§ **WORK INSTRUCTION**
Return the records from the very first line up to and including the line containing "positive clicks: (51, 250) (52, 252)" as a JSON list of strings, one string per line, with blank lines omitted.

§ **AVAILABLE DATA**
****************************************
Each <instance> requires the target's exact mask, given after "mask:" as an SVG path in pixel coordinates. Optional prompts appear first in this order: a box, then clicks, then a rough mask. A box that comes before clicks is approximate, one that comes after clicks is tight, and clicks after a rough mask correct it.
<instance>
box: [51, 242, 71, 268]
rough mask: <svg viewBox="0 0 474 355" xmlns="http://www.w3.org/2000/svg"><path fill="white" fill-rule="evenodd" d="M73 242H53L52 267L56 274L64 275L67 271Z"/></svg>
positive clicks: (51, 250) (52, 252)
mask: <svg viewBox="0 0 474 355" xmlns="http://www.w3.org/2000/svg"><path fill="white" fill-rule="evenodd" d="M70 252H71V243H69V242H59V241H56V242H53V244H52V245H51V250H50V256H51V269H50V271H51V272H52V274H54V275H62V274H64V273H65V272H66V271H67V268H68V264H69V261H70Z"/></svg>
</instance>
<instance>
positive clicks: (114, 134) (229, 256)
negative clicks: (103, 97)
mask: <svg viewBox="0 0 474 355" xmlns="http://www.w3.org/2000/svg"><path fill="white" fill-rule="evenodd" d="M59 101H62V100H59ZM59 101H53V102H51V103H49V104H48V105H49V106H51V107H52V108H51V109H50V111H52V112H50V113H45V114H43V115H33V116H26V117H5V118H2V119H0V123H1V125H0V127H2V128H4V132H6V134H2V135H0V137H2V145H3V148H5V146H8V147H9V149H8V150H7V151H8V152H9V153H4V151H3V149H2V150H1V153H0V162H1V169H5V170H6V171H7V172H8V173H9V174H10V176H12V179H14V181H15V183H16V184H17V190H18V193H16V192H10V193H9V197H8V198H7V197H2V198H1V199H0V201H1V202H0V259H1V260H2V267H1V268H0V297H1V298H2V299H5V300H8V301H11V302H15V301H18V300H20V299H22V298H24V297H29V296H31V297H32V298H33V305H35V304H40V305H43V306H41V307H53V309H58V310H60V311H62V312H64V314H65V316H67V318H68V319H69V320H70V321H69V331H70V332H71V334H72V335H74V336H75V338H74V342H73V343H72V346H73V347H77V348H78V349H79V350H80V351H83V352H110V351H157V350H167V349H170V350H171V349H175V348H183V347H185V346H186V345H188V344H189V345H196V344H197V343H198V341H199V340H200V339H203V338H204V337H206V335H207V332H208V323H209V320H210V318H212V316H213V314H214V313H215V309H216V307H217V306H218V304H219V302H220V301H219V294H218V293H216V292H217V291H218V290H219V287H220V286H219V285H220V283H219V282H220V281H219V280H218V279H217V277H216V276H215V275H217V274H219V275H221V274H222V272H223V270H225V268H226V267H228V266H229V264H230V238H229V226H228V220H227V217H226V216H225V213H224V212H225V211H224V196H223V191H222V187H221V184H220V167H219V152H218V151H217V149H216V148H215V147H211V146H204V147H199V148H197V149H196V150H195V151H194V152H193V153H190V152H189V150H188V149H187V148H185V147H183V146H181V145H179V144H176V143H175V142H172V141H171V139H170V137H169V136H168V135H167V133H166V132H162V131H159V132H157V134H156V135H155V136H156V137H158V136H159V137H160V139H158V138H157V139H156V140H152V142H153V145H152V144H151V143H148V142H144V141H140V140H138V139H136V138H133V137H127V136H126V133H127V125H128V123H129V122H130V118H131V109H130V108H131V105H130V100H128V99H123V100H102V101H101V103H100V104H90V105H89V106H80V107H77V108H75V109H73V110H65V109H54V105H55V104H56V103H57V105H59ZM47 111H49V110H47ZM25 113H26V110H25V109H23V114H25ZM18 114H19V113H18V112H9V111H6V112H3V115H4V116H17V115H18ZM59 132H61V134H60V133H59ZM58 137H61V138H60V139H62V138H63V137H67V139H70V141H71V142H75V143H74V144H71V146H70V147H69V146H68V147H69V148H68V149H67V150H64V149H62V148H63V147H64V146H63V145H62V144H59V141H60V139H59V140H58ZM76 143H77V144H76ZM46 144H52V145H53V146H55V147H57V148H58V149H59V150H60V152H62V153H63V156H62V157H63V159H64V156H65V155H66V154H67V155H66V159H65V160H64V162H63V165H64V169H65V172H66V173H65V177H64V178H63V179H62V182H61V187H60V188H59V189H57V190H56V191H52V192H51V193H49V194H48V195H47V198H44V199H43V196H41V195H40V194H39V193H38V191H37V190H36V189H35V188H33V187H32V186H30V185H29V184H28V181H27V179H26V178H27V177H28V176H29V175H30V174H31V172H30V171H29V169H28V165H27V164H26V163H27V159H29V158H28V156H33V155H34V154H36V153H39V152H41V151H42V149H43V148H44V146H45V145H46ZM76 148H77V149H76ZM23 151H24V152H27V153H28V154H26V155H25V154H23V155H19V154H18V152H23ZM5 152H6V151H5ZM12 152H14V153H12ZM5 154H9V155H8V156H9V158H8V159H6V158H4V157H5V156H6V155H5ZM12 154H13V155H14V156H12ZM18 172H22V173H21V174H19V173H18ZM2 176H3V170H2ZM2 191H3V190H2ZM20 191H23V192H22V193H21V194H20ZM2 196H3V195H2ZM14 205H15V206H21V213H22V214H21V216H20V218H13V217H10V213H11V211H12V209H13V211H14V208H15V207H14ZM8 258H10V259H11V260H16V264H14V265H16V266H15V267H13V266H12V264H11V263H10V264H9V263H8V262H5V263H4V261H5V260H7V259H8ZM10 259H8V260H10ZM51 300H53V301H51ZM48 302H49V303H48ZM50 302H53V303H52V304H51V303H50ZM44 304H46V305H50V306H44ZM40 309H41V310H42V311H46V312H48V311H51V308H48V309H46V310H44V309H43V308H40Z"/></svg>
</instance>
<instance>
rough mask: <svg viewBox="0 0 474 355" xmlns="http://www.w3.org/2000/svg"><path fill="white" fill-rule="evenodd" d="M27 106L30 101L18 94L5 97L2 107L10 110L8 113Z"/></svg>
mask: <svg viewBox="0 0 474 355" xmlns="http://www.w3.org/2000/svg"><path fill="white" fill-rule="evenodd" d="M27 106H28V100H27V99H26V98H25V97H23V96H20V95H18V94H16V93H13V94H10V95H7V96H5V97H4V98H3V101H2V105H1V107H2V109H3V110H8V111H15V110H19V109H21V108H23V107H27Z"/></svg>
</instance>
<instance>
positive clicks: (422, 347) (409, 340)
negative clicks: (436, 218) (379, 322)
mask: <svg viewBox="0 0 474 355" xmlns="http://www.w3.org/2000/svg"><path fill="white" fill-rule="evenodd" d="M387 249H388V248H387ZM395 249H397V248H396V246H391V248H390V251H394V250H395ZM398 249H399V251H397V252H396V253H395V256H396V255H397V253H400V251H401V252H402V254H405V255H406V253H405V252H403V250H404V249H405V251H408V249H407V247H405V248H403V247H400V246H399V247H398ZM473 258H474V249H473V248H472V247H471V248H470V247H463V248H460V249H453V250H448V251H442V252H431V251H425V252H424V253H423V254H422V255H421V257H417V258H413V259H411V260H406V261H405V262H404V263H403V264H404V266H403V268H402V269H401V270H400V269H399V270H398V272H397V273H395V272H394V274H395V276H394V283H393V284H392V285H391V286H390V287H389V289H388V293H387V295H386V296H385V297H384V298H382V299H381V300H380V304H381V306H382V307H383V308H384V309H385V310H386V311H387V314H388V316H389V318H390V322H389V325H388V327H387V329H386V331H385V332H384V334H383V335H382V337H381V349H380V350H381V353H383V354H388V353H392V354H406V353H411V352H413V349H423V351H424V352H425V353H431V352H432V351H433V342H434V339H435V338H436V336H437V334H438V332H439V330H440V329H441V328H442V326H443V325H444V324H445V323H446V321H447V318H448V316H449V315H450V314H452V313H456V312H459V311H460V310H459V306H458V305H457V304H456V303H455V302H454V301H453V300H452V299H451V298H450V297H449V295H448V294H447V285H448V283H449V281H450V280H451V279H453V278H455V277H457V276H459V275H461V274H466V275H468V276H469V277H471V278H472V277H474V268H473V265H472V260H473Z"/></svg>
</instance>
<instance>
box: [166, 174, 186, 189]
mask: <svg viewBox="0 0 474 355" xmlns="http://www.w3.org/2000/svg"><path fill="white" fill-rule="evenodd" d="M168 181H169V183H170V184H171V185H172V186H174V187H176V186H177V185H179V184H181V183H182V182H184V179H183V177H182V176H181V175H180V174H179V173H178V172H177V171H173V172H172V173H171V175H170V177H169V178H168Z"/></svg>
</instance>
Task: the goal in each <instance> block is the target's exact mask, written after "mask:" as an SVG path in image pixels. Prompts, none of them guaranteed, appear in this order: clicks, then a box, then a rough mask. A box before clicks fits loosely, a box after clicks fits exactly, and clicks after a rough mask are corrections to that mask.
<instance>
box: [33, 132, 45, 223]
****************************************
§ **EXERCISE RESULT**
[
  "Each <instance> requires the target's exact mask, given after \"mask:\" as an SVG path in pixel coordinates. Optional prompts appear first in this order: a box, then clicks, then a rough mask. A box that comes before clicks is approximate, one that comes after clicks is tight, and clicks after a rough mask correct it.",
  "<instance>",
  "box: [51, 242, 71, 268]",
  "rough mask: <svg viewBox=\"0 0 474 355\" xmlns=\"http://www.w3.org/2000/svg\"><path fill=\"white\" fill-rule=\"evenodd\" d=\"M73 242H53L52 267L56 274L64 275L67 271Z\"/></svg>",
  "positive clicks: (51, 250) (52, 252)"
]